-------- EXTRACTED INFORMATION

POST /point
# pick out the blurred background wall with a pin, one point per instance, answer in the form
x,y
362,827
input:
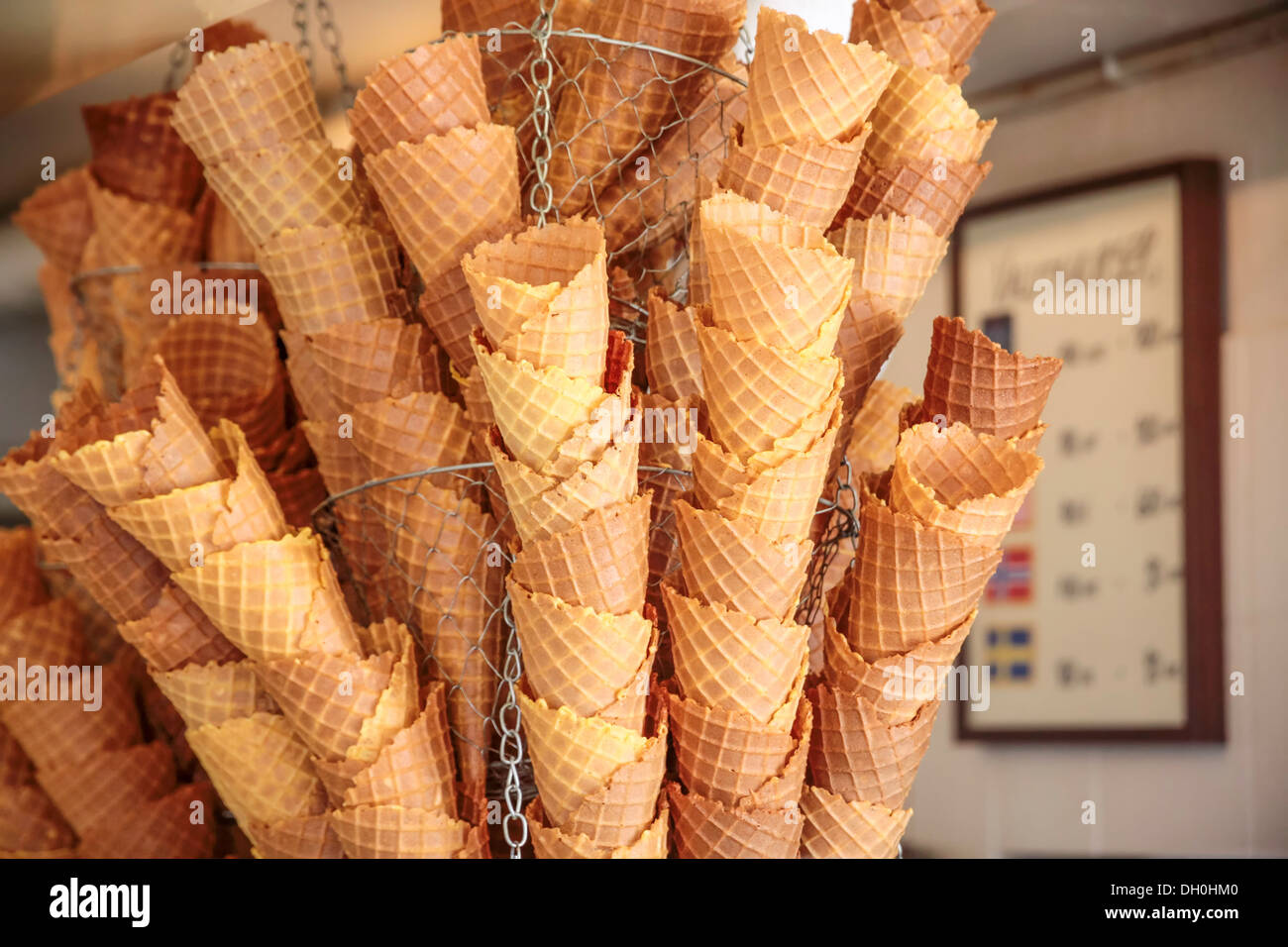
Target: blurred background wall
x,y
969,799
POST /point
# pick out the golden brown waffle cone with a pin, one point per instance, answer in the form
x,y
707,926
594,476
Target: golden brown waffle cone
x,y
838,828
160,450
30,823
626,95
104,785
729,661
273,598
764,399
778,501
957,479
809,85
726,562
183,525
861,758
773,281
394,831
806,179
599,565
892,684
323,275
132,231
730,759
214,692
245,98
369,361
578,657
639,214
56,733
447,192
426,91
894,258
974,380
910,582
671,356
56,218
261,768
923,116
927,189
175,633
161,828
552,843
704,828
575,757
546,505
542,296
287,185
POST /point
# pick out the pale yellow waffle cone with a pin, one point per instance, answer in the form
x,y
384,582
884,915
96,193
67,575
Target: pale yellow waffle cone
x,y
957,479
725,562
894,258
291,184
273,598
730,661
974,380
806,179
838,828
395,831
809,85
552,843
447,192
772,279
671,357
259,767
761,398
425,91
704,828
897,685
575,656
244,98
857,755
214,692
601,564
327,274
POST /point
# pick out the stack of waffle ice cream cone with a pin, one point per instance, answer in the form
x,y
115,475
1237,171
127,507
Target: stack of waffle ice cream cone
x,y
566,447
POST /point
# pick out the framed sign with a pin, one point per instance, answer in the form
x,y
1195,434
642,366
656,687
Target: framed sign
x,y
1104,617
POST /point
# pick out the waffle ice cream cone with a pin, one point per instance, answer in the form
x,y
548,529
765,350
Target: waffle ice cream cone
x,y
894,260
840,828
957,479
323,275
286,185
576,657
246,98
426,91
449,192
773,281
809,85
806,179
725,562
704,828
599,565
56,218
910,582
974,380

----------------

## EXERCISE
Output every line of the data above as a JSON array of strings, one string per line, skipping blank lines. Leave the pictures out.

## OUTPUT OF THE TASK
[
  "POST /point",
  "# pick out the blurred background wall with a pin, one point per instance, answer in the form",
  "x,y",
  "362,827",
  "input:",
  "Target: blurred background wall",
  "x,y",
  "969,799",
  "POST /point",
  "# pick out the golden brown waffle cone with a pin, one point per instance, answer in the form",
  "x,y",
  "707,926",
  "594,476",
  "Target: golden brown waffle cone",
  "x,y",
  "838,828",
  "160,450",
  "30,823",
  "626,95",
  "104,785",
  "729,661",
  "273,598",
  "764,399",
  "778,501",
  "957,479",
  "809,85",
  "726,562",
  "183,525",
  "861,758",
  "773,281",
  "394,831",
  "806,179",
  "599,565",
  "892,684",
  "323,275",
  "132,231",
  "730,759",
  "214,692",
  "245,98",
  "369,361",
  "578,657",
  "639,214",
  "56,733",
  "447,192",
  "426,91",
  "894,258",
  "974,380",
  "910,582",
  "671,356",
  "56,218",
  "261,768",
  "923,116",
  "927,189",
  "175,633",
  "161,828",
  "552,843",
  "704,828",
  "575,757",
  "546,505",
  "542,296",
  "287,185",
  "POST /point",
  "# pick out the pale yellow waffle cone with a pin, one point per instance, answer in the form",
  "x,y",
  "384,582",
  "884,915",
  "96,193",
  "67,575",
  "Target: pale yellow waffle cone",
  "x,y",
  "957,479",
  "725,562",
  "894,258",
  "291,184",
  "273,598",
  "730,661",
  "974,380",
  "806,179",
  "838,828",
  "395,831",
  "809,85",
  "552,843",
  "447,192",
  "772,279",
  "671,357",
  "259,767",
  "761,398",
  "425,91",
  "704,828",
  "897,685",
  "575,656",
  "244,98",
  "857,755",
  "214,692",
  "601,564",
  "327,274",
  "POST /point",
  "# pick out the stack of waffle ice cream cone with a pin, one point per instance, answer in the form",
  "x,y",
  "115,475",
  "1237,171",
  "127,507",
  "Target: stack of waffle ice cream cone",
  "x,y",
  "566,447",
  "POST /point",
  "# pick out the framed sign with a pin, one point per instance, answer in the form",
  "x,y",
  "1195,434",
  "642,366",
  "656,687",
  "Target: framed sign",
  "x,y",
  "1104,617",
  "POST /point",
  "# pick out the waffle ice cream cone with a pin, one point per instance, answer in the form",
  "x,y",
  "548,529",
  "765,350",
  "Target: waffle ice cream cone",
  "x,y",
  "894,260",
  "840,828",
  "957,479",
  "323,275",
  "286,185",
  "576,657",
  "246,98",
  "426,91",
  "449,192",
  "773,281",
  "809,85",
  "806,179",
  "725,562",
  "704,828",
  "599,565",
  "56,218",
  "910,582",
  "974,380"
]